— Excerpt provided —
For Rodriguez, the experience of having a movie based on her life is surreal. "I never imagined everything I’m living right now, that a film would be based on me,” she told Variety.
Part of the surreality also comes down to the uncanniness of the casting. Cuarón cast each of the roles himself. The search for Cleo was the most exhaustive. He traveled through the cities and then villages of Mexico before finding Aparicio in Oaxaca, where Rodriguez is also from.
“It was immediate,” Cuarón told Variety. “It was one of those things when you meet someone and you say, ‘Please, please, I hope she says yes.”Aparicio said yes. To lend to the intimacy of the film, Cuaron cast Aparicio's real life best friend, Nancy García García, as Cleo's friend in the movie.

— Dataset rows —
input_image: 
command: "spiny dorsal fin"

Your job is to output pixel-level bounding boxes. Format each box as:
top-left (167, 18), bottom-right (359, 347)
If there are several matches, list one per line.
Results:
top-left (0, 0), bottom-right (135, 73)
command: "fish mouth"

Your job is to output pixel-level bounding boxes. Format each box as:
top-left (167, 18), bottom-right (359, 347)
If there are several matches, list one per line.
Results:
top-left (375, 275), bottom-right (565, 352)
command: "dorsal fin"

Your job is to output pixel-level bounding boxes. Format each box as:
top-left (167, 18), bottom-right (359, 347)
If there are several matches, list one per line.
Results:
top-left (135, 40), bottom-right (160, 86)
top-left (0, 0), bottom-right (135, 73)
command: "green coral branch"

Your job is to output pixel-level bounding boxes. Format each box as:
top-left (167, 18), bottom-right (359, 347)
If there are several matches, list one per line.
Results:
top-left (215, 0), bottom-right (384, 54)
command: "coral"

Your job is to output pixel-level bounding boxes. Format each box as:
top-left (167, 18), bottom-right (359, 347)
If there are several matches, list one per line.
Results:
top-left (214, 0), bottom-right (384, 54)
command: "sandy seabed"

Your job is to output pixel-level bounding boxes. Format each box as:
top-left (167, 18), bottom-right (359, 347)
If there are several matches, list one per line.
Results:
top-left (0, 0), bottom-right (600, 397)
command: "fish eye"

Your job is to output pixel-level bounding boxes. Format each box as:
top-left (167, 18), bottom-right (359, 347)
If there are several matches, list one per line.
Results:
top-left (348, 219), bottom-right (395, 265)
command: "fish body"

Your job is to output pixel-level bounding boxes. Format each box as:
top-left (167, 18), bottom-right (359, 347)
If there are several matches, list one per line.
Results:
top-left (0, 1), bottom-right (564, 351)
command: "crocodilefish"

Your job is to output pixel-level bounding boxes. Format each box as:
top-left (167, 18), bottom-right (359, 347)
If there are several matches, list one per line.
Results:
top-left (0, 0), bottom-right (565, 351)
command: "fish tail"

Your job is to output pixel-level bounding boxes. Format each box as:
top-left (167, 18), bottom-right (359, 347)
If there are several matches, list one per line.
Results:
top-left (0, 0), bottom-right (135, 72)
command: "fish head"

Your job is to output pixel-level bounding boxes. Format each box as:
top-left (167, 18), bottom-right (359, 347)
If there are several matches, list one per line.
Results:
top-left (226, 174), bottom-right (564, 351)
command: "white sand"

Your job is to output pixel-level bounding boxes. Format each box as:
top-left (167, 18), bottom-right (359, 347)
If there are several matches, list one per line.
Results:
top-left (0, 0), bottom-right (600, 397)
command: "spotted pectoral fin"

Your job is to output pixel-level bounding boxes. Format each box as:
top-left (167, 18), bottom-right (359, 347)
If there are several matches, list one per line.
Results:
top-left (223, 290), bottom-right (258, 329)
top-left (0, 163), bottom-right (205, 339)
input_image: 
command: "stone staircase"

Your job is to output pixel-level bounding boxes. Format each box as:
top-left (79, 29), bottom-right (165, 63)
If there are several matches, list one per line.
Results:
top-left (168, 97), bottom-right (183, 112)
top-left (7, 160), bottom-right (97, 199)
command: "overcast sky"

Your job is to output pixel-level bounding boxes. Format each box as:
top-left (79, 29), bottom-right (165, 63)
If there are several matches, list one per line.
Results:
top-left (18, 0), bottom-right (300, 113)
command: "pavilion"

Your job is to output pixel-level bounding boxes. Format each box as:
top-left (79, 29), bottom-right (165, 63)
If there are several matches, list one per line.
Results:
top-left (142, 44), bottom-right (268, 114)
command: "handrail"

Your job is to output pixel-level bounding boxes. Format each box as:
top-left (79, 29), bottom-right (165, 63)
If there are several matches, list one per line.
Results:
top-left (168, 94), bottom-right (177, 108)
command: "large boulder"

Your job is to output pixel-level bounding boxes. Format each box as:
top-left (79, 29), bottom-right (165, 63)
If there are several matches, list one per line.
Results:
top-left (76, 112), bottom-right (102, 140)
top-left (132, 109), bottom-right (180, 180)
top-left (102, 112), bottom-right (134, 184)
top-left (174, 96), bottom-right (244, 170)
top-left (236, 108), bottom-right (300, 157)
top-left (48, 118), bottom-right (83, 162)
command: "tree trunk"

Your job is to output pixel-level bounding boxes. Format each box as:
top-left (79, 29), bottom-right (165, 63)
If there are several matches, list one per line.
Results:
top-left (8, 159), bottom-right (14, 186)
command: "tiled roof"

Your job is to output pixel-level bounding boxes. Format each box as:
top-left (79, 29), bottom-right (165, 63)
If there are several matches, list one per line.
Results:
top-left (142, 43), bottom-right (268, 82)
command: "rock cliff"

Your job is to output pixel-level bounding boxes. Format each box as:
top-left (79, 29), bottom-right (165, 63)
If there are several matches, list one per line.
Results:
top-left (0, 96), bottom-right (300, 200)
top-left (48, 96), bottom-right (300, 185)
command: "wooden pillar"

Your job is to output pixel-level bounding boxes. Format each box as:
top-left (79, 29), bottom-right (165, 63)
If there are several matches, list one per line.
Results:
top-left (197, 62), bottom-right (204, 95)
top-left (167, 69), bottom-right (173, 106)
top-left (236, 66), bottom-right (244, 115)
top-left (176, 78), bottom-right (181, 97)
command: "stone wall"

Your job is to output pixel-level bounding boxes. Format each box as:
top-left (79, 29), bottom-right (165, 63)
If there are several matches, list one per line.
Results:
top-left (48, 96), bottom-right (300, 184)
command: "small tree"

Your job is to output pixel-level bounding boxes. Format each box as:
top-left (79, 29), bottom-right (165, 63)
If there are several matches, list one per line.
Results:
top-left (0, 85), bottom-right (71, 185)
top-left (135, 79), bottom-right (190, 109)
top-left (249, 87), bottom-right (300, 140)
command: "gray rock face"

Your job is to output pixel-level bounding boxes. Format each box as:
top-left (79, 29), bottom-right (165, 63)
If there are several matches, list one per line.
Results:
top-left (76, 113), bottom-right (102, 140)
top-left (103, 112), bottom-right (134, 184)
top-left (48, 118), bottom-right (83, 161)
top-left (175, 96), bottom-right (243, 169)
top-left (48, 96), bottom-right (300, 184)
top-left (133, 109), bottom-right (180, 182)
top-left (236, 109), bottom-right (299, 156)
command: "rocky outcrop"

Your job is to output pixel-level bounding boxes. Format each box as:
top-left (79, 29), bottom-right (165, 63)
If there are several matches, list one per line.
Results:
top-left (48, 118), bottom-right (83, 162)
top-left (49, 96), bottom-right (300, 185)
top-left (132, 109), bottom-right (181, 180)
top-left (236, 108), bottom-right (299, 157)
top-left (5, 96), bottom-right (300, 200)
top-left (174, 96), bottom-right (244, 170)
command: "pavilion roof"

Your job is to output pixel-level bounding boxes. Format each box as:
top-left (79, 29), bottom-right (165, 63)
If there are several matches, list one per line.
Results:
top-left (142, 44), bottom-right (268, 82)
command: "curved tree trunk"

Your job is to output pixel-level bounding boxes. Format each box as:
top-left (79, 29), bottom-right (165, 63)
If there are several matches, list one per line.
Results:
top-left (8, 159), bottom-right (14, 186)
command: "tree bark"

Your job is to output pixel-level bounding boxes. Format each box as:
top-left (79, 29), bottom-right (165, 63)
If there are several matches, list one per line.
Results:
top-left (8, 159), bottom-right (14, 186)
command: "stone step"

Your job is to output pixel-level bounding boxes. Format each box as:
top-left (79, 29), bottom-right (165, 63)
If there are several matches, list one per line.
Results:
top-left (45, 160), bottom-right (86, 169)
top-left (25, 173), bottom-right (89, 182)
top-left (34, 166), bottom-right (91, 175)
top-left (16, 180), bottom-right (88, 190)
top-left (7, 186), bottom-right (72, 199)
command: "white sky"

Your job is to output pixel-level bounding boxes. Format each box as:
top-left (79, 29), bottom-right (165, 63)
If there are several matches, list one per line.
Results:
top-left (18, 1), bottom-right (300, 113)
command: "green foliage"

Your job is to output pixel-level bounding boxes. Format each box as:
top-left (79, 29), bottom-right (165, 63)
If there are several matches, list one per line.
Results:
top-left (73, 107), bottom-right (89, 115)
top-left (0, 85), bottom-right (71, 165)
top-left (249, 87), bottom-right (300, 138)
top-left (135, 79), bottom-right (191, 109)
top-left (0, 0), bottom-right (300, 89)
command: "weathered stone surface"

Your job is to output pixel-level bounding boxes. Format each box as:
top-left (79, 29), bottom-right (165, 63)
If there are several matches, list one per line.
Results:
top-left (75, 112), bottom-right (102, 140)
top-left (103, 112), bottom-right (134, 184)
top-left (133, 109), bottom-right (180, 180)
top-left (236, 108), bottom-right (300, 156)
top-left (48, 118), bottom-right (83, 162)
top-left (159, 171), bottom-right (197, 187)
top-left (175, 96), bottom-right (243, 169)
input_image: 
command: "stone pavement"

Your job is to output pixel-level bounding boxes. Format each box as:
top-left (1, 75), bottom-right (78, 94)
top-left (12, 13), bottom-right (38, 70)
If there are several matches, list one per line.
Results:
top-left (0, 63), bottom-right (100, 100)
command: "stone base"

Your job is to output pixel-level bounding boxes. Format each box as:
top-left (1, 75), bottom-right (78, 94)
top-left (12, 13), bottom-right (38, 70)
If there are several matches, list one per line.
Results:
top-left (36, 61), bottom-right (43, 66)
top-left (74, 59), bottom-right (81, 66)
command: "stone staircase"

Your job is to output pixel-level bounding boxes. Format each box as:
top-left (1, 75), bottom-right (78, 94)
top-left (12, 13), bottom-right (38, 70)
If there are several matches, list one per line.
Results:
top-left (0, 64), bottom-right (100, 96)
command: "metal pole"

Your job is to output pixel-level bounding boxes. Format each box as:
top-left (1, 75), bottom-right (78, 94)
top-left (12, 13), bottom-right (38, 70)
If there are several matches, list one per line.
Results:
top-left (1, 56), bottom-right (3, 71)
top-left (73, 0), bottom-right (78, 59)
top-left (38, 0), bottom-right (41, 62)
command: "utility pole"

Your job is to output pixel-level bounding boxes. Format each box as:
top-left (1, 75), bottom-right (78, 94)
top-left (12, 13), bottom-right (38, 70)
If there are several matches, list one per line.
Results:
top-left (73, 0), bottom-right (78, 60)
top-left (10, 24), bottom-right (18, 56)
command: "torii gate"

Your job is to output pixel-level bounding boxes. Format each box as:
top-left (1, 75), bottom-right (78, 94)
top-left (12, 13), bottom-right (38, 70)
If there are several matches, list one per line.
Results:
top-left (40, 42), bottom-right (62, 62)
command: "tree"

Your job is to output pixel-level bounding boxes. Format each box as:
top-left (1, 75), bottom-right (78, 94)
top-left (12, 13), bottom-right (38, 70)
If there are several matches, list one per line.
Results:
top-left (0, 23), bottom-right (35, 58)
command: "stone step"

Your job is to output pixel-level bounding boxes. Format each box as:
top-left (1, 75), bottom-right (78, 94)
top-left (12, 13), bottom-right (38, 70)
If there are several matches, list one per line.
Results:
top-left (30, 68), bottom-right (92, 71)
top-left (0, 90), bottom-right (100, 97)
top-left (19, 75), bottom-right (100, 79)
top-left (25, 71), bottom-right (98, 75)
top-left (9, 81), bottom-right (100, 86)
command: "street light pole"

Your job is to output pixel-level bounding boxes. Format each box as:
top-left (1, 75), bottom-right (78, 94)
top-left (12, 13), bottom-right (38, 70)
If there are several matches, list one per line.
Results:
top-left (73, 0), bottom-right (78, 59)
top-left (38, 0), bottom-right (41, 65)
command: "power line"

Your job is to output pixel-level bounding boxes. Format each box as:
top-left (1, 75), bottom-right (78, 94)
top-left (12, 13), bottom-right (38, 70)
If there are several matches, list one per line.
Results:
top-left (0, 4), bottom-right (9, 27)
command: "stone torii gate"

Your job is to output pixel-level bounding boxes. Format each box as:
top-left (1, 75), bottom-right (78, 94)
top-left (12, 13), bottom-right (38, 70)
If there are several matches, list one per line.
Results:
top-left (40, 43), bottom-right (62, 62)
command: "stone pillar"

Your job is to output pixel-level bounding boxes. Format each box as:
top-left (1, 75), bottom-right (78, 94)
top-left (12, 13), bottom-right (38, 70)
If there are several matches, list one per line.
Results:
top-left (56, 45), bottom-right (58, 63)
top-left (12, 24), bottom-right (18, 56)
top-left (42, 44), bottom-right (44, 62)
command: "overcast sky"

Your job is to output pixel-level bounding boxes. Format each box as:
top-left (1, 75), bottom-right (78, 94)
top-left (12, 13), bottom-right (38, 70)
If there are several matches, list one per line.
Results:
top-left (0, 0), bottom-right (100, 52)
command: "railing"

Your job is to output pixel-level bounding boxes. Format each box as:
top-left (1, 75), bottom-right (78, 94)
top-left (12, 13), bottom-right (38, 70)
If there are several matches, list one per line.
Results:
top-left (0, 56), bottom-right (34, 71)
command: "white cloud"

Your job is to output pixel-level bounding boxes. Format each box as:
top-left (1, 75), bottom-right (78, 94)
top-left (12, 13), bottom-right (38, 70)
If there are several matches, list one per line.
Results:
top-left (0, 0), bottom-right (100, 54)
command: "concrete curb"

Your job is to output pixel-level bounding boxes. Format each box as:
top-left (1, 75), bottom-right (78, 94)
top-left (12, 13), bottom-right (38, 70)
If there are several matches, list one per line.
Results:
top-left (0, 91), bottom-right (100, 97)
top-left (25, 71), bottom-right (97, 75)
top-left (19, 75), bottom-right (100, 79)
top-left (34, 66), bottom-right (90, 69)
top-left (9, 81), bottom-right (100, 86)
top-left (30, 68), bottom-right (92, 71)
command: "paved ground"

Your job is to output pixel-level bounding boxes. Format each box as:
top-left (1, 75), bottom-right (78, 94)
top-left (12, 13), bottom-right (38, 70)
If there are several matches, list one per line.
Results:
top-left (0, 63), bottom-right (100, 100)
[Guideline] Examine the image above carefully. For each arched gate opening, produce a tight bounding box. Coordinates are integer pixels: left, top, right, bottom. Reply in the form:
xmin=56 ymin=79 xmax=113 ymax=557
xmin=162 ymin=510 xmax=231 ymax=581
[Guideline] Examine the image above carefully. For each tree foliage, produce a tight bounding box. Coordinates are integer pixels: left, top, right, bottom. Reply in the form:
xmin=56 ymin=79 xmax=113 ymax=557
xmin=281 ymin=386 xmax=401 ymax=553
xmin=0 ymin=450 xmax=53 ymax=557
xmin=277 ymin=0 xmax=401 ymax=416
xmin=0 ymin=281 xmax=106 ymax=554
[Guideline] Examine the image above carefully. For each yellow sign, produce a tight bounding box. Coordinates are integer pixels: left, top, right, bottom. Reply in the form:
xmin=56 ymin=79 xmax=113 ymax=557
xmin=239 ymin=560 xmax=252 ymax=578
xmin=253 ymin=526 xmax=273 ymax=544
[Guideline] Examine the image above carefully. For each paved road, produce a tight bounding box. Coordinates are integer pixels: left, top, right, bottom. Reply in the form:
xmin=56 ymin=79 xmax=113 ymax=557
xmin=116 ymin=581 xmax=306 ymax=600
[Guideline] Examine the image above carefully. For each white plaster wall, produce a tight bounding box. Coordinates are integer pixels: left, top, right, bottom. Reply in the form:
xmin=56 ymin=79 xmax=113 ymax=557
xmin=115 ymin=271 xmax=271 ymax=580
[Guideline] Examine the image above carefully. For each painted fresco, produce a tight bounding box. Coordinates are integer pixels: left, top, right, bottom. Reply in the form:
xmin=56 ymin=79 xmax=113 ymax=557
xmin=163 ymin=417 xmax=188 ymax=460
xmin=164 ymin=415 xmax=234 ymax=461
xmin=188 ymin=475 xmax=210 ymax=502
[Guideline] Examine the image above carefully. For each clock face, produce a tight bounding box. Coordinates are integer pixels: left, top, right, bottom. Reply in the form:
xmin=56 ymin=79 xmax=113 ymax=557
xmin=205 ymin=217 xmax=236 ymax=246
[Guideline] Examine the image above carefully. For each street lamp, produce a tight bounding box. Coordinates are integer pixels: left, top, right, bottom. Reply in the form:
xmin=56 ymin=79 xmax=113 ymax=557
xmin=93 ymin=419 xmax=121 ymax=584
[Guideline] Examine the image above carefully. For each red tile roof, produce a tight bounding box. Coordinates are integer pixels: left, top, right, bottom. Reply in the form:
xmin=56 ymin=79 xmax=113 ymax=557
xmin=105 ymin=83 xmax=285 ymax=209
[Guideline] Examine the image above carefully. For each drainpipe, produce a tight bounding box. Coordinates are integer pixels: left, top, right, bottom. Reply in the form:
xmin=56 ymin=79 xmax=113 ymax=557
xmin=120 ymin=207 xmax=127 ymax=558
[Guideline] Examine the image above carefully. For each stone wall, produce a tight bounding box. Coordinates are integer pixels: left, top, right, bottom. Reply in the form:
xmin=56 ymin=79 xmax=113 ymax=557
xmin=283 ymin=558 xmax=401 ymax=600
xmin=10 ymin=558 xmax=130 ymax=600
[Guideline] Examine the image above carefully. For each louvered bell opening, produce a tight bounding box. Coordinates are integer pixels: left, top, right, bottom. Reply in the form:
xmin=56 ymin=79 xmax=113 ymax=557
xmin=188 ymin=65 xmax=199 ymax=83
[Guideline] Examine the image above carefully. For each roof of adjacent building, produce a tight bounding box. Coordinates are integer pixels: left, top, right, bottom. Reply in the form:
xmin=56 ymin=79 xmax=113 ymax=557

— Tasks for this exercise —
1 > According to the passage about the film's casting, in which place did Cuarón find Aparicio?
2 > Extend the passage about the film's casting, picking up after its final sentence.
The rows are material separate from the passage about the film's casting.

— In response —
1 > In Oaxaca.

2 >
Thanks to Roma, Netflix is inching its way toward that coveted Best Picture. In 2017, Netflix won its first Academy Award with the documentary short White Helmets; in 2018, Icarus, a documentary about Russian doping in athletics, took home Best Documentary Feature. But Roma, which lands on the streaming service on December 14, is the first movie set to send Netflix hurtling toward Best Picture territory. Roma already picked up three Golden Globe nominations. It's only up from here.
Roma premieres on Netflix on December 14 and is currently playing at select theaters nationwide.